> _Selected passage_
- - - -

What is Pegasus?
Pegasus is a workflow management system that helps scientists and engineers execute complex computational workflows. It maps a user’s abstract workflow onto available distributed resources, manages data, and handles execution failures, making it easier to run scientific applications on high-throughput computing (HTC) systems like HTCondor.
Accessing Pegasus on ACCESS
You can access a hosted version of Pegasus through ACCESS. You will need an existing ACCESS account.
- Go to https://support.access-ci.org/tools/pegasus.
- Click on “Local shell access” to get a terminal.
Setting up HTCondor Annex on Expanse
We will follow the documentation for HTCondor Annex, specifically the steps outlined in https://access-ci.atlassian.net/wiki/spaces/ACCESSdocumentation/pages/564887666/HTCondor+Annex.
1. Generate SSH Key
First, generate an SSH key specifically for the annex:
ssh-keygen -f ~/.ssh/annex
2. Configure SSH
Add the following configuration to your ~/.ssh/config
file. This tells SSH to use the newly generated key for Expanse.

- - - -

Print everything in the Pegasus setup guide from "Pegasus is a" down to "existing ACCESS account.", word for word. The rows after the Pegasus setup guide were drawn from a separate source.

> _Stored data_
- - - -

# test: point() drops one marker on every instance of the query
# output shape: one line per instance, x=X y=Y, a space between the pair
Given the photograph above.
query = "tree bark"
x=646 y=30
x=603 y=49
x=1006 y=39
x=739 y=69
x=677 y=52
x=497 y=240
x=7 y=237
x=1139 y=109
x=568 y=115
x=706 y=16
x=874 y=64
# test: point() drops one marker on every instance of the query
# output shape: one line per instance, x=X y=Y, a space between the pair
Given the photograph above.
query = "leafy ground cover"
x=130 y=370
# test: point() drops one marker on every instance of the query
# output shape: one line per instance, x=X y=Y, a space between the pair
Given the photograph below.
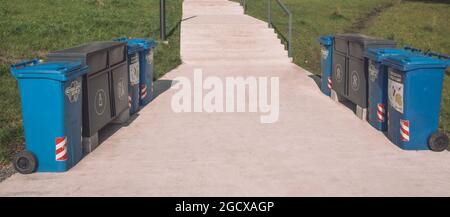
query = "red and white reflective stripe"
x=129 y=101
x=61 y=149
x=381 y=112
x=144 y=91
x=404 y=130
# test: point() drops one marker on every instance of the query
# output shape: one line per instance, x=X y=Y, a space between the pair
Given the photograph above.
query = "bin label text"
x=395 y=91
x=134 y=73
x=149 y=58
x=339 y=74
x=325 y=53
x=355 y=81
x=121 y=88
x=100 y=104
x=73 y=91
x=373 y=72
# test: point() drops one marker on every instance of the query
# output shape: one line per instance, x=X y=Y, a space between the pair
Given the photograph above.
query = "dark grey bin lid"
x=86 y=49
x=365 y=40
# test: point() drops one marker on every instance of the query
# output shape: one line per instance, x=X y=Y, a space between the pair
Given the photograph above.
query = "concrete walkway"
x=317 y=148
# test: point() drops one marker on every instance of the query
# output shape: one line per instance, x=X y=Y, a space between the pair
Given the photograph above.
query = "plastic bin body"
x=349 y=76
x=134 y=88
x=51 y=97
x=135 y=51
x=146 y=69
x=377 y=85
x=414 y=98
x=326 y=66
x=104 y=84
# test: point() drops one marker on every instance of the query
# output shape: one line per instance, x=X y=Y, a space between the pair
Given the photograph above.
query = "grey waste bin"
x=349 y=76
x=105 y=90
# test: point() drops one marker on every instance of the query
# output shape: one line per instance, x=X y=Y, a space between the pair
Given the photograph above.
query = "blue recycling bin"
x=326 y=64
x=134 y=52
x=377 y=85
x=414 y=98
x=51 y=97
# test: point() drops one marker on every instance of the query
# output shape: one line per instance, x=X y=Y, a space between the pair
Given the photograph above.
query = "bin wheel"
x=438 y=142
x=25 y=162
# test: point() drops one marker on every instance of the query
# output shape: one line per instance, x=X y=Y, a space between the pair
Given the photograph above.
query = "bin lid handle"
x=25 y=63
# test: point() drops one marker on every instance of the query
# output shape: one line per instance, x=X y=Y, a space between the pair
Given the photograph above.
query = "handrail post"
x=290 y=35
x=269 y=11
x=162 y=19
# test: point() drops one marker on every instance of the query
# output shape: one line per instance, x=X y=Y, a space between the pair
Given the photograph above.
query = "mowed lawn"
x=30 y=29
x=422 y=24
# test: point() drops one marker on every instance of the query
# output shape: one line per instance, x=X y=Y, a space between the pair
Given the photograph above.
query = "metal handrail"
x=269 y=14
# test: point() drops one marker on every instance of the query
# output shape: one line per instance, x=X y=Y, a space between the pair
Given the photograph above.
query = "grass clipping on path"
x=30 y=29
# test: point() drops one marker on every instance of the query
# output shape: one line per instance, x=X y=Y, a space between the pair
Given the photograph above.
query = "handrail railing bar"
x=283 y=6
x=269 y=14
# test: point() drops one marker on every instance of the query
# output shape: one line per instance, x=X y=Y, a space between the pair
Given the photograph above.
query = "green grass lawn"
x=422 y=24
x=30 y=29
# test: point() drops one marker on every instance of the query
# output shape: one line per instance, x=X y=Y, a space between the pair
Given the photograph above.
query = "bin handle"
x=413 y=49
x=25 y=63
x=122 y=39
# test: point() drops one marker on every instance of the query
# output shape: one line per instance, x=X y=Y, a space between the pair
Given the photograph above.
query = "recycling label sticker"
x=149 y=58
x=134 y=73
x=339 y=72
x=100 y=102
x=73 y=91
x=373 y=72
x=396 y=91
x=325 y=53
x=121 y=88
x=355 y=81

- - - -

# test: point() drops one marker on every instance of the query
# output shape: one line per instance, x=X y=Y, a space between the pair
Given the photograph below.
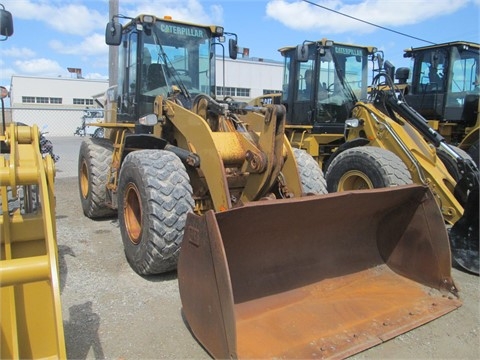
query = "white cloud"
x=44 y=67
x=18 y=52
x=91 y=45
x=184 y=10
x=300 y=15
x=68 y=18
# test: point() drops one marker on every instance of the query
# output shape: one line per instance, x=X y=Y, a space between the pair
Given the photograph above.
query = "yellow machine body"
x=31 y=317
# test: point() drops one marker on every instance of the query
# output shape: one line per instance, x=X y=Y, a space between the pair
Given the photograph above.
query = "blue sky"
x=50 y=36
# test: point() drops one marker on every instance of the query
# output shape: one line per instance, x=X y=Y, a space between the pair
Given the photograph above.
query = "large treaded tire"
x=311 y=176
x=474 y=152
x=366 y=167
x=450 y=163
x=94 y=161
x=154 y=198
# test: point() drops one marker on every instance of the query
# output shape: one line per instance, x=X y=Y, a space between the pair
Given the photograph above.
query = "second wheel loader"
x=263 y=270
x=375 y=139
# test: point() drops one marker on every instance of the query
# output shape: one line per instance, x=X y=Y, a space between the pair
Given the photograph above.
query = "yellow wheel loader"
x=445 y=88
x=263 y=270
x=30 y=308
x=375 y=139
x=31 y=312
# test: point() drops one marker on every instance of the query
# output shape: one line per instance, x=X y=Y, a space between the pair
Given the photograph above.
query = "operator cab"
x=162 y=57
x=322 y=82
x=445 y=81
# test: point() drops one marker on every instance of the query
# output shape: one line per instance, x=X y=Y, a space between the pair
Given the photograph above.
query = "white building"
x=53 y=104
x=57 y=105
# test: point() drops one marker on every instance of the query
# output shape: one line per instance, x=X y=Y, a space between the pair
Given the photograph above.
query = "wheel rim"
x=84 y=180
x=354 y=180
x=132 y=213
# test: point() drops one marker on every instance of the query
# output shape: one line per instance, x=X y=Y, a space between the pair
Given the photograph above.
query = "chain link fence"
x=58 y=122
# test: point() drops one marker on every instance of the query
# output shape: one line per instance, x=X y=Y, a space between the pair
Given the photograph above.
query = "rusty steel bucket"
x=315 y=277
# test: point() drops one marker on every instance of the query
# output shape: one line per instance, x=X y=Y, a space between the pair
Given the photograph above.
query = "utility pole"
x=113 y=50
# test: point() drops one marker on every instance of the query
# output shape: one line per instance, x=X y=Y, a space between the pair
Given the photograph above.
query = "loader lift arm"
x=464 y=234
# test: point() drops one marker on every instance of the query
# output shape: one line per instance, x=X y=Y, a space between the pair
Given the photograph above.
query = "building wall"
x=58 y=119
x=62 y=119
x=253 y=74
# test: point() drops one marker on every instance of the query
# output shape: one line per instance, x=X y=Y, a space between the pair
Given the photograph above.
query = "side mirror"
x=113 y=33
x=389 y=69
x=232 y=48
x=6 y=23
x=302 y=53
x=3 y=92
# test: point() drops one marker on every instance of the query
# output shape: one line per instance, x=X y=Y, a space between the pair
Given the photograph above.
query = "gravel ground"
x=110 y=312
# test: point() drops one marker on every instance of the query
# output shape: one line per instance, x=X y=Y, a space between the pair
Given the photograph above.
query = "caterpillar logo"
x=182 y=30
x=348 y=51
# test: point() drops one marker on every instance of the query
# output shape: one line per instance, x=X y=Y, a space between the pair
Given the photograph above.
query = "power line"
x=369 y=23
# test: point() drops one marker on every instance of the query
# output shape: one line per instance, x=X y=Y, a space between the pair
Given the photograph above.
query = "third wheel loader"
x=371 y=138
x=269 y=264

- - - -

> _Task response_
Pegasus is a workflow management system that helps scientists and engineers execute complex computational workflows. It maps a user’s abstract workflow onto available distributed resources, manages data, and handles execution failures, making it easier to run scientific applications on high-throughput computing (HTC) systems like HTCondor.
Accessing Pegasus on ACCESS
You can access a hosted version of Pegasus through ACCESS. You will need an existing ACCESS account.